Selected text:

▼

How to pick the first number after decimal point in Python 3.5?

Question

I'm learning Python currently (love it so far) and have made a little Fahrenheit/Celsius converter.

This is the output upon running it:

Please enter the degrees in Fahrenheit or Celsius to convert: 32

32.0 degrees Celsius is 89.6 degrees Fahrenheit.

32.0 degrees Fahrenheit is 0.0 degrees Celsius.

Do you want to calculate again? (y/n):

Which is how I want it, except if the trailing number after the decimal is a 0 (a whole number), I'd like to drop the .0 entirely (i.e. 5.0 to 5). I'm guessing I'd want an if statement to test if it's equal to zero but how would I go about picking that value?

Full code:

answer = "ERROR"

def calcfc():
""" Calculates F to C and C to F, prints out,
    and asks if user wants to run again """
    try:
        degrees = float(input("\nPlease enter the degrees in Fahrenheit or Celsius to convert: "))
    except Exception:
        input("\nEnter a valid number next time. Hit enter to terminate.")
        exit()

    ftoc = (degrees - 32) * 5 / 9
    ctof = (degrees * 9) / 5 + 32

    print("\n{} degrees Celsius is {:.1f} degrees Fahrenheit.".format(degrees, ctof))
    print("{} degrees Fahrenheit is {:.1f} degrees Celsius.".format(degrees, ftoc))
    global answer
    answer = input("\n\nDo you want to calculate again? (y/n): ")

calcfc()

# run again?
while answer != "y" and answer != "n":
    answer = input("\nPlease enter y for yes or n for no: ")
while answer == "y":
    calcfc()
if answer == "n":
    exit()

Answer 1

You have to convert the number to a string and test, if it ends with .0:

number = 23.04
text = "{:.1f}".format(number)
if text.endswith(".0"):
    text = text[:-2]

Answer 2

You can get the decimal part of a number as follows:

>> num = 42.56
>> decimal_part = num - int(num)

▲

Exercise requirements:
1) Answer these from the Python thread:
(a) What number is entered at the prompt in the sample output?
(b) In Answer 1, what ending does the code check the string for?
(c) In Answer 2, what value is assigned to num?
2) Write out the Python thread word for word from "Please enter the degrees in Fahrenheit or Celsius to convert: 32" up to and including "0.0 degrees Celsius.".
Base every answer on the Python thread alone.

Given information:
▼

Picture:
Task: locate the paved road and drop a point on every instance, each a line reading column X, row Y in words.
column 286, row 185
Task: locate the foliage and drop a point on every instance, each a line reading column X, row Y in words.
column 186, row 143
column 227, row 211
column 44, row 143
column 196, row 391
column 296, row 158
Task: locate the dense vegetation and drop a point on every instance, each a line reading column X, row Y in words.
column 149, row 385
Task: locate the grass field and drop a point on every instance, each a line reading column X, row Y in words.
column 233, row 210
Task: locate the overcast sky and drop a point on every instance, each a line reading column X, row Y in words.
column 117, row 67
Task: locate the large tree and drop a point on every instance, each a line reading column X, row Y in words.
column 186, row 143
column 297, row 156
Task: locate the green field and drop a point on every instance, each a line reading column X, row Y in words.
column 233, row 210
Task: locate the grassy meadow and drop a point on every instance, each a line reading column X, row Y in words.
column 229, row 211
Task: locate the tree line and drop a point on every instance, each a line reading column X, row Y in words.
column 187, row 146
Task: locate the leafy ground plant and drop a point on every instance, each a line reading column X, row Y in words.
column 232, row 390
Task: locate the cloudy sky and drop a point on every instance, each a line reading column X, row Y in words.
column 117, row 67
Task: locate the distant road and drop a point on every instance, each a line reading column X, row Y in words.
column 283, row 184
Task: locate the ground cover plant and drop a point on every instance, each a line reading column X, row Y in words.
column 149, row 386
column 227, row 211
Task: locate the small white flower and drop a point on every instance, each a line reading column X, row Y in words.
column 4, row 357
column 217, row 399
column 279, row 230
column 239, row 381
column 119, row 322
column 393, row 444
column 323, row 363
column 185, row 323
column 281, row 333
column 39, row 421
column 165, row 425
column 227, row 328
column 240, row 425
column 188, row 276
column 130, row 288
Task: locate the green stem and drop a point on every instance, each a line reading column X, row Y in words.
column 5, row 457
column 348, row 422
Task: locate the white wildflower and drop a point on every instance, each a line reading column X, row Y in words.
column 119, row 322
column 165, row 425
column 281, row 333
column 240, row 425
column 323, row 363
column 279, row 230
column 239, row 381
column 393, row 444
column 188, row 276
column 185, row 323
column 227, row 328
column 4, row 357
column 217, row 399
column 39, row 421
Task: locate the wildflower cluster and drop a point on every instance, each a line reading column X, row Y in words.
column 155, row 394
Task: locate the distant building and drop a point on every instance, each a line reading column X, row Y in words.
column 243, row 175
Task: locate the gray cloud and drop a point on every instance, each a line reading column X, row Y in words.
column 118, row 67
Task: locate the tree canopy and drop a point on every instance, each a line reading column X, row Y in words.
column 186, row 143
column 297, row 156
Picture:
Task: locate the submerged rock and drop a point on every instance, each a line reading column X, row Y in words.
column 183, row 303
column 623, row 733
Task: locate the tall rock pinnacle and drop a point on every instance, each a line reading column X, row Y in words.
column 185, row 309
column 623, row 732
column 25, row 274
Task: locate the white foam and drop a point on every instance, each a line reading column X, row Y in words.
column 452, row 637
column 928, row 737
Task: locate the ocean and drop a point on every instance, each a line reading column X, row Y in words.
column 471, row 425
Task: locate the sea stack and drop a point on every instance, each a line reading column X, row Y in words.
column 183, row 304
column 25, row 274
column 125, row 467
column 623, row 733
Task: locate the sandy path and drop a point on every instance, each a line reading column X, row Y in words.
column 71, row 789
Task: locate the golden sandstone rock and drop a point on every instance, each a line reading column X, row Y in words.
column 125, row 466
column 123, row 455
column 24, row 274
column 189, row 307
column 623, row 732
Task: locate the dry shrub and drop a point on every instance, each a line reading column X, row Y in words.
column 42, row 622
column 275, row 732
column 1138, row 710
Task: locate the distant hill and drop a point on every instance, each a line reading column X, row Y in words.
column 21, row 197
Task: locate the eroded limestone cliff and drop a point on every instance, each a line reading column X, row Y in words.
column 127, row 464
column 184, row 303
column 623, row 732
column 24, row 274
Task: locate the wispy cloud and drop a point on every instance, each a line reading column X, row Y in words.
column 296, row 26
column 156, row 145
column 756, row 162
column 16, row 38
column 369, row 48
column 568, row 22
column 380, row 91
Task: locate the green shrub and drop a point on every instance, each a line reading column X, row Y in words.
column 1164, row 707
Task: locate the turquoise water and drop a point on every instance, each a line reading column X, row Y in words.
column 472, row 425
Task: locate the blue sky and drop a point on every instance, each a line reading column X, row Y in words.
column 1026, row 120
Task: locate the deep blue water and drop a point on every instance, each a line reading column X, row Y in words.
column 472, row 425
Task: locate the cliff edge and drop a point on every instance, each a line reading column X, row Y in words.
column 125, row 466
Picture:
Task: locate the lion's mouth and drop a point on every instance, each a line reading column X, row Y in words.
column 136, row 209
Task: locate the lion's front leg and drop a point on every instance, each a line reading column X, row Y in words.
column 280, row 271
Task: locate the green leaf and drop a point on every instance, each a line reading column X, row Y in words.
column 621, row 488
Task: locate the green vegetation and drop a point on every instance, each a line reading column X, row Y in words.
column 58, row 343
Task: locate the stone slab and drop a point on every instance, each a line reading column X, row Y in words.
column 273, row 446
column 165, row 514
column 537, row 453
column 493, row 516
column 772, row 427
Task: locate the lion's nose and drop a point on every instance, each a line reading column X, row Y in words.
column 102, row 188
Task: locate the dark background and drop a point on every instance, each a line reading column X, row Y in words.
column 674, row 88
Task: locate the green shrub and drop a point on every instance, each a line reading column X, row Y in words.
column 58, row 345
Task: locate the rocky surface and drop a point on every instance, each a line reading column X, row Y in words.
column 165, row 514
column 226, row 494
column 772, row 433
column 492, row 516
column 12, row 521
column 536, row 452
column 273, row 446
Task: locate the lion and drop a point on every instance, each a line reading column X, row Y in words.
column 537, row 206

▲

Responses for each task:
1)
(a) 32
(b) ".0"
(c) 42.56

2)
Please enter the degrees in Fahrenheit or Celsius to convert: 32

32.0 degrees Celsius is 89.6 degrees Fahrenheit.

32.0 degrees Fahrenheit is 0.0 degrees Celsius.